▶ _Input data_:
--------------------
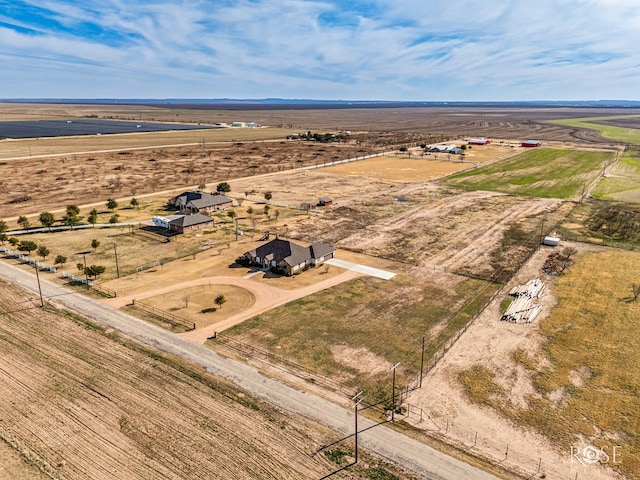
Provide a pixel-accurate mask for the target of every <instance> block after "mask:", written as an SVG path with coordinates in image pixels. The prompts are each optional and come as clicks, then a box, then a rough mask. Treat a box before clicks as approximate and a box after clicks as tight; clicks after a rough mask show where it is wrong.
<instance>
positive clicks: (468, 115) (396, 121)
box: [0, 104, 637, 143]
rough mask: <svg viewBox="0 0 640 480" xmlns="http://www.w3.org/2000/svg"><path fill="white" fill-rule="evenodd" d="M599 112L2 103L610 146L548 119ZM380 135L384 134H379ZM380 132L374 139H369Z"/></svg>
mask: <svg viewBox="0 0 640 480" xmlns="http://www.w3.org/2000/svg"><path fill="white" fill-rule="evenodd" d="M602 112H603V111H602V109H597V108H593V109H589V108H579V109H573V108H502V107H494V108H492V107H481V108H465V107H424V108H361V109H346V108H345V109H332V110H327V109H315V110H314V109H299V110H298V109H275V110H274V109H255V110H249V109H245V110H242V109H234V110H228V109H227V110H222V109H216V108H215V107H211V106H204V105H191V106H189V108H185V106H184V105H183V106H174V107H173V108H168V107H167V106H151V105H148V106H147V105H16V104H0V119H2V120H22V119H34V118H42V117H44V118H50V119H59V118H62V119H67V118H73V117H82V116H88V115H96V116H98V117H100V118H114V119H125V120H149V121H151V120H153V121H169V122H173V121H180V122H189V123H198V122H202V123H218V122H226V123H229V122H233V121H255V122H259V123H261V124H262V125H270V126H274V127H286V128H288V129H290V130H292V131H294V132H296V131H304V130H305V129H309V128H311V129H323V130H340V129H343V130H351V131H366V132H394V133H398V132H399V133H411V134H420V133H422V134H439V135H444V136H445V137H448V138H460V137H479V136H484V137H488V138H511V139H519V140H526V139H529V138H536V139H539V140H544V141H561V142H565V143H566V142H576V141H578V142H580V143H585V142H586V143H611V140H609V139H604V138H602V137H601V136H600V133H599V132H597V131H594V130H592V129H588V128H584V127H579V126H570V125H557V124H552V123H549V120H556V119H567V118H574V119H575V118H577V119H579V118H584V117H596V116H602ZM636 112H637V110H634V109H617V110H616V109H608V110H607V114H608V115H611V116H612V115H631V114H634V113H636ZM382 135H384V133H382ZM379 136H380V134H377V133H376V134H374V135H372V138H376V137H379Z"/></svg>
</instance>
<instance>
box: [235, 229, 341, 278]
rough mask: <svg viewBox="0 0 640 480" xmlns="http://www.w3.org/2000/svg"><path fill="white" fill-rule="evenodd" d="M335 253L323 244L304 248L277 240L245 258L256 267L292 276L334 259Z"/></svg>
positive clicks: (290, 243)
mask: <svg viewBox="0 0 640 480" xmlns="http://www.w3.org/2000/svg"><path fill="white" fill-rule="evenodd" d="M335 251H336V249H335V248H333V247H332V246H331V245H328V244H326V243H322V242H316V243H314V244H312V245H311V246H309V247H303V246H301V245H298V244H297V243H293V242H290V241H288V240H282V239H280V238H275V239H274V240H271V241H270V242H267V243H265V244H263V245H261V246H259V247H258V248H256V249H254V250H249V251H248V252H246V253H245V254H244V257H245V258H247V259H248V260H249V261H250V262H251V263H253V264H255V265H261V266H263V267H271V268H276V269H279V270H282V271H283V272H284V273H286V274H287V275H291V274H293V273H295V272H297V271H299V270H301V269H303V268H304V267H310V266H315V265H318V264H320V263H322V262H324V261H325V260H328V259H330V258H333V256H334V254H335Z"/></svg>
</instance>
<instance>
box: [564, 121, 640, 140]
mask: <svg viewBox="0 0 640 480" xmlns="http://www.w3.org/2000/svg"><path fill="white" fill-rule="evenodd" d="M552 123H554V124H557V125H565V126H568V127H577V128H588V129H591V130H592V131H594V132H597V133H598V134H600V135H601V136H602V137H603V138H607V139H610V140H612V141H617V142H620V143H633V144H638V143H640V129H638V115H616V116H607V117H589V118H571V119H562V120H554V121H553V122H552Z"/></svg>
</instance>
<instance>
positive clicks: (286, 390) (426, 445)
mask: <svg viewBox="0 0 640 480" xmlns="http://www.w3.org/2000/svg"><path fill="white" fill-rule="evenodd" d="M0 278H2V279H5V280H7V281H9V282H12V283H14V284H16V285H19V286H21V287H23V288H26V289H27V290H30V291H32V292H37V285H36V279H35V275H32V274H31V273H30V272H27V271H25V270H22V269H20V268H18V267H15V266H13V265H9V264H7V263H5V262H1V261H0ZM41 285H42V292H43V295H44V297H45V298H47V299H49V300H51V301H53V302H55V303H60V304H63V305H64V306H66V307H67V308H69V309H71V310H74V311H76V312H79V313H81V314H83V315H85V316H87V317H89V318H91V319H93V320H95V321H98V322H100V323H102V324H105V325H109V326H111V327H113V328H116V329H118V330H120V331H121V332H123V333H124V334H125V335H128V336H130V337H132V338H134V339H136V340H139V341H141V342H143V343H145V344H147V345H151V346H153V347H156V348H158V349H160V350H162V351H165V352H168V353H171V354H174V355H179V356H181V357H183V358H185V359H188V360H190V361H192V362H194V363H196V364H198V365H201V366H203V367H205V368H206V369H207V371H209V372H210V373H212V374H214V375H220V376H222V377H225V378H227V379H229V380H231V381H232V382H234V383H235V384H237V385H238V386H239V387H240V388H242V389H245V390H247V391H248V392H251V393H252V394H254V395H256V396H260V397H262V398H265V399H267V400H268V401H269V402H270V403H272V404H273V405H275V406H277V407H280V408H282V409H283V410H287V411H289V412H292V413H297V414H301V415H305V416H307V417H309V418H312V419H314V420H316V421H318V422H320V423H322V424H324V425H326V426H328V427H330V428H332V429H334V430H336V431H338V432H340V433H341V434H343V435H349V434H351V433H353V423H354V418H353V413H352V412H351V411H350V410H346V409H344V408H342V407H340V406H338V405H336V404H334V403H332V402H329V401H328V400H325V399H323V398H321V397H318V396H315V395H312V394H310V393H306V392H303V391H299V390H296V389H294V388H292V387H289V386H288V385H285V384H283V383H281V382H279V381H277V380H274V379H272V378H269V377H267V376H265V375H263V374H261V373H260V372H258V371H257V370H255V369H254V368H252V367H250V366H247V365H245V364H243V363H239V362H235V361H232V360H230V359H228V358H224V357H222V356H220V355H218V354H216V353H215V352H213V351H211V350H209V349H208V348H206V347H204V346H202V345H198V344H196V343H193V342H190V341H188V340H185V339H183V338H181V337H179V336H178V335H175V334H172V333H170V332H167V331H165V330H163V329H161V328H159V327H156V326H154V325H151V324H148V323H145V322H144V321H142V320H139V319H136V318H134V317H131V316H129V315H127V314H125V313H123V312H120V311H119V310H114V309H113V308H110V307H108V306H106V305H103V304H101V303H100V302H98V301H95V300H93V299H90V298H87V297H85V296H83V295H81V294H78V293H75V292H73V291H72V290H69V289H67V288H65V287H61V286H58V285H56V284H54V283H53V282H50V281H48V280H44V279H42V280H41ZM371 426H373V423H372V422H371V421H369V420H367V419H365V418H362V417H361V418H359V428H360V429H366V428H368V427H371ZM358 440H359V444H360V445H362V446H363V447H365V448H367V449H368V450H370V451H372V452H375V453H377V454H378V455H381V456H383V457H385V458H387V459H389V460H392V461H394V462H397V463H399V464H401V465H403V466H404V467H406V468H408V469H410V470H412V471H414V472H416V473H417V474H419V475H422V476H424V477H425V478H427V479H430V480H496V477H494V476H493V475H490V474H488V473H486V472H483V471H481V470H479V469H477V468H474V467H471V466H469V465H467V464H466V463H464V462H461V461H459V460H457V459H455V458H452V457H449V456H448V455H445V454H443V453H441V452H439V451H437V450H434V449H432V448H430V447H429V446H427V445H424V444H422V443H420V442H418V441H416V440H413V439H411V438H408V437H406V436H404V435H402V434H401V433H398V432H396V431H394V430H392V429H389V428H386V427H384V426H378V427H376V428H372V429H370V430H367V431H366V432H362V433H361V434H360V435H359V437H358Z"/></svg>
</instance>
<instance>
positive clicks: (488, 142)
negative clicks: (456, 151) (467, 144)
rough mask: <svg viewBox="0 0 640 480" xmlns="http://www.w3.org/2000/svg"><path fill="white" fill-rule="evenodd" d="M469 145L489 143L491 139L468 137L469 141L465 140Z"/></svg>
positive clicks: (485, 138) (474, 144) (482, 144)
mask: <svg viewBox="0 0 640 480" xmlns="http://www.w3.org/2000/svg"><path fill="white" fill-rule="evenodd" d="M467 143H468V144H469V145H489V144H490V143H491V140H489V139H488V138H484V137H482V138H470V139H469V141H468V142H467Z"/></svg>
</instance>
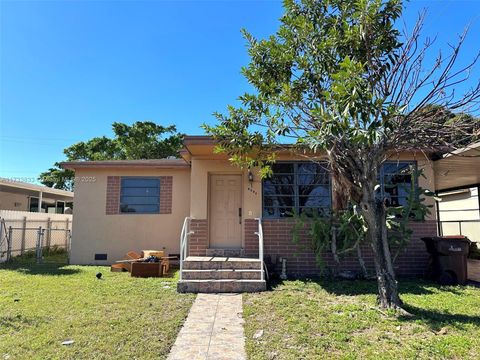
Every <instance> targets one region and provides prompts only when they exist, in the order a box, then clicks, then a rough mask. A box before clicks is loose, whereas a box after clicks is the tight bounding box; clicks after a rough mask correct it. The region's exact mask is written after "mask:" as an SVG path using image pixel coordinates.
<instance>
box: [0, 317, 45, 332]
mask: <svg viewBox="0 0 480 360" xmlns="http://www.w3.org/2000/svg"><path fill="white" fill-rule="evenodd" d="M44 322H46V321H45V320H44V319H42V318H39V317H26V316H24V315H21V314H18V315H15V316H12V315H5V316H0V329H2V328H3V329H12V330H14V331H19V330H21V329H22V328H23V327H31V326H38V325H40V324H41V323H44Z"/></svg>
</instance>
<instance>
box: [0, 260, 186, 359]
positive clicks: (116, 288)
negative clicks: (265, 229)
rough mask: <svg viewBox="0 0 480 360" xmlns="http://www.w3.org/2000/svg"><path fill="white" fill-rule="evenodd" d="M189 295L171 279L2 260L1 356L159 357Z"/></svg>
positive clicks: (18, 357) (85, 268)
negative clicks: (183, 294) (6, 261)
mask: <svg viewBox="0 0 480 360" xmlns="http://www.w3.org/2000/svg"><path fill="white" fill-rule="evenodd" d="M97 272H102V274H103V280H97V279H96V277H95V274H96V273H97ZM193 300H194V296H193V295H183V294H177V292H176V278H160V279H158V278H156V279H154V278H151V279H138V278H131V277H130V275H129V274H128V273H111V272H110V269H109V268H108V267H98V266H95V267H94V266H91V267H90V266H64V265H61V264H56V263H52V262H50V263H45V264H41V265H31V264H26V263H23V264H22V263H21V262H17V263H16V264H12V265H8V266H7V267H6V266H0V359H2V360H3V359H29V358H30V359H112V358H115V359H158V358H165V357H166V356H167V354H168V352H169V350H170V348H171V346H172V345H173V343H174V341H175V338H176V335H177V333H178V331H179V330H180V327H181V325H182V323H183V321H184V319H185V318H186V316H187V313H188V310H189V309H190V306H191V304H192V302H193ZM70 339H71V340H73V341H74V343H73V344H72V345H67V346H66V345H62V342H63V341H65V340H70Z"/></svg>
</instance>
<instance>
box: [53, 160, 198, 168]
mask: <svg viewBox="0 0 480 360" xmlns="http://www.w3.org/2000/svg"><path fill="white" fill-rule="evenodd" d="M60 166H61V167H62V168H64V169H70V170H76V169H125V168H128V169H132V168H134V169H138V168H150V169H152V168H153V169H183V168H189V167H190V165H189V164H188V163H187V162H185V160H183V159H151V160H105V161H68V162H62V163H60Z"/></svg>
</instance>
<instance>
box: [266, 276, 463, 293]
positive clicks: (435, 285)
mask: <svg viewBox="0 0 480 360" xmlns="http://www.w3.org/2000/svg"><path fill="white" fill-rule="evenodd" d="M297 281H300V282H301V283H303V284H304V285H305V286H307V285H308V284H317V285H318V286H320V287H321V288H322V289H324V290H325V291H327V292H328V293H330V294H333V295H346V296H356V295H376V294H377V293H378V288H377V282H376V281H375V280H341V279H325V278H316V279H297ZM285 284H286V282H284V281H283V280H279V279H277V280H272V281H271V282H270V283H269V287H270V289H271V290H274V291H279V290H281V289H282V285H285ZM432 286H433V287H438V285H436V284H434V283H431V282H427V281H425V280H421V279H413V280H412V279H409V280H403V279H400V280H399V290H400V293H401V294H412V295H427V294H432V290H431V289H429V287H432ZM448 288H449V289H448V290H447V291H451V292H456V291H457V290H455V288H454V287H448ZM450 288H451V289H450Z"/></svg>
--------------------
▶ _Instructions to follow_:
Repeat the lines of the listing above verbatim, beginning at its first line and ending at the line containing "box: [0, 104, 637, 143]", which is included. Omit pictures.

▶ _Completed task_:
Provide a pixel-accurate mask for the target of every <instance> block after "mask:", written as an SVG path with coordinates in image pixels. The prompts are each optional and come as clicks, then a box, then a rough mask. Treat a box before clicks as approximate and a box after clicks as tight; clicks after a rough mask show where it is wrong.
<instance>
positive clicks: (468, 115) (396, 121)
box: [0, 104, 637, 143]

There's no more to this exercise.